### TASK REQUIREMENTS
Your answer is the line containing "Point to one spot on every instance of the snow in" plus every line after it through the end of the records, printed exactly and free of pictures.
[LISTED ENTRIES Boundary: Start]
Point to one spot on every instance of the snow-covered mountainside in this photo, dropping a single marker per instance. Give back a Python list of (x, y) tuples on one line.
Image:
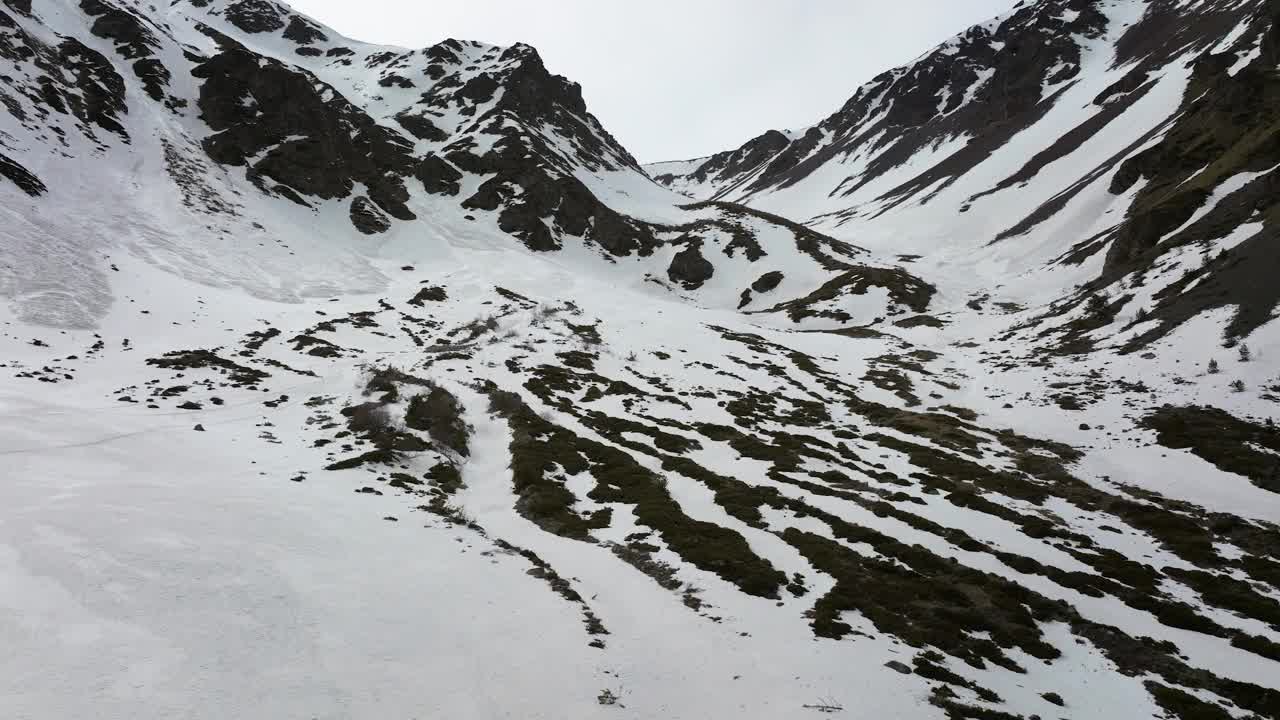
[(348, 381)]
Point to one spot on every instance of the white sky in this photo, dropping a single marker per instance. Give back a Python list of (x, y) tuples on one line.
[(681, 78)]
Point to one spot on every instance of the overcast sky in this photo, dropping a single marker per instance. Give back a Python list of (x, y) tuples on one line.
[(681, 78)]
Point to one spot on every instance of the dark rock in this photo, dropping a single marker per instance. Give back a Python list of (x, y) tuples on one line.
[(304, 32), (304, 133), (255, 16), (768, 281), (420, 126), (689, 268), (22, 177), (368, 218)]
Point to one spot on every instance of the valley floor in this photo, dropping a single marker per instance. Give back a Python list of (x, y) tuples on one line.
[(682, 513)]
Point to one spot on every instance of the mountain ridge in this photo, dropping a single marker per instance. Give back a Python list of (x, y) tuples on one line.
[(355, 381)]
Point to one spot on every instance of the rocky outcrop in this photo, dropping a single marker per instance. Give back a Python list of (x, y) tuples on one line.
[(288, 127), (255, 16), (22, 177), (133, 41), (689, 268), (368, 218)]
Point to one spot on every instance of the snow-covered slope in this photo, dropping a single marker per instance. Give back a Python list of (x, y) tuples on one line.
[(346, 381), (1121, 147)]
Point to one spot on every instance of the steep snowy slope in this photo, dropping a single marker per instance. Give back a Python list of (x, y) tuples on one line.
[(1124, 146), (346, 381)]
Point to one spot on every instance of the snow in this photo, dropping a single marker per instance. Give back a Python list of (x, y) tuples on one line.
[(150, 570)]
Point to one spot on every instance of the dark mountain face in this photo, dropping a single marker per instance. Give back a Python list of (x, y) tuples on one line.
[(935, 127), (919, 404)]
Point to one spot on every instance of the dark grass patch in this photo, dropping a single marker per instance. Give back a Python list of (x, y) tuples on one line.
[(1230, 443), (439, 414), (208, 359)]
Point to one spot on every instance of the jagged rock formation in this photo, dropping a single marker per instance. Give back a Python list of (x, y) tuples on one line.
[(401, 350)]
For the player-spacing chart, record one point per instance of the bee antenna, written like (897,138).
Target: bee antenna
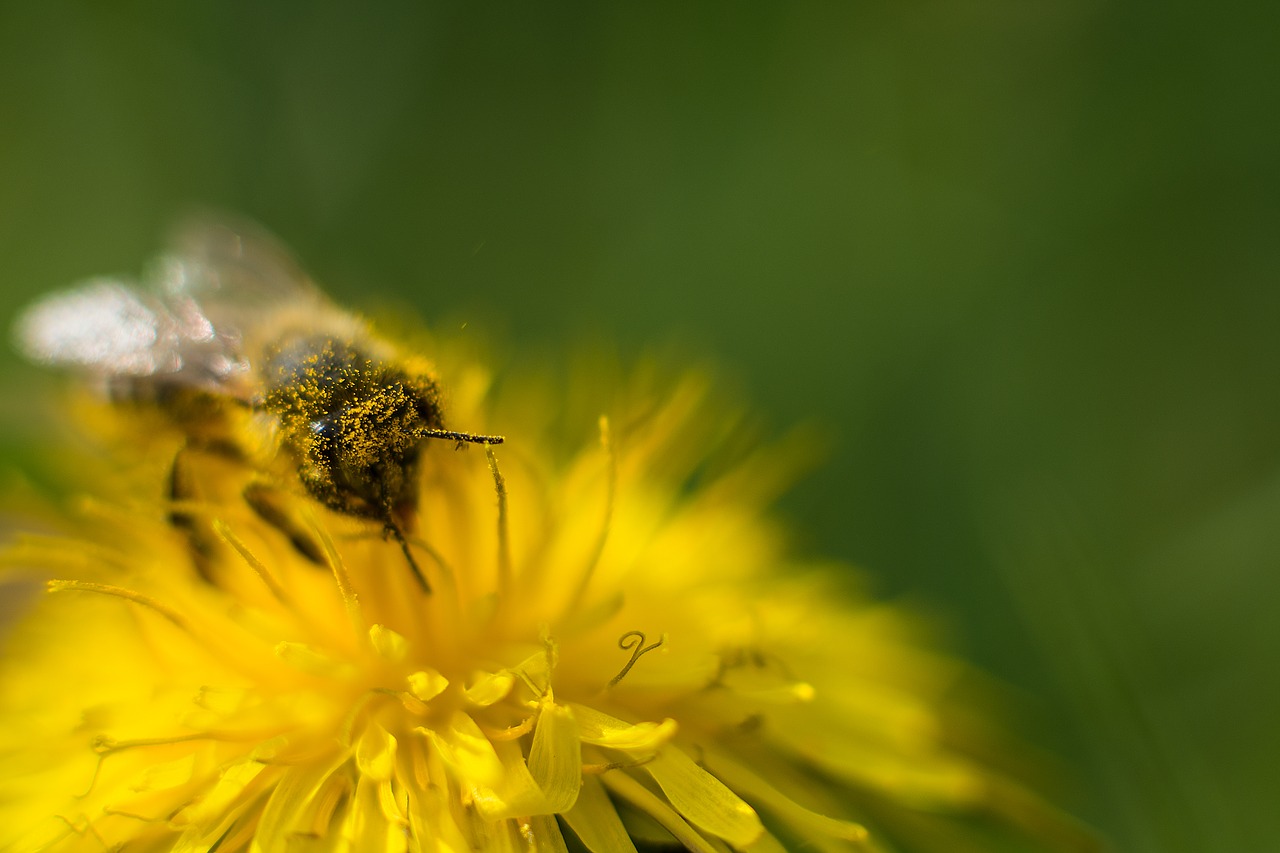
(396,533)
(471,438)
[LISTED ENTRIES Boundary: End]
### SOLUTION TO THIS TASK
Point to one spot on every instance of the snow in this photo, dropping a single marker per instance. Give back a Python list of (x, y) tuples on one line.
[(150, 570)]
Point to one spot on every instance of the dark mountain face in this photo, dropping a single marker per instance. Give back a Python list of (x, y) tuples on one line.
[(935, 127), (919, 404)]
Point to one spot on every instance of the dark grass patch in this photo, dropping a single marker per instance. Give back a Python list of (x, y) tuples on one line.
[(1230, 443), (439, 414), (208, 359)]
Point to one spot on every instance of the jagged rock formation in this photo, dropping a single marker per instance. Give back a Python list of (x, y) tuples on one line.
[(401, 350)]
For the player-spacing chart, record one point per instance of the bee antenna, written like (897,138).
Target: bee antenna
(396,533)
(471,438)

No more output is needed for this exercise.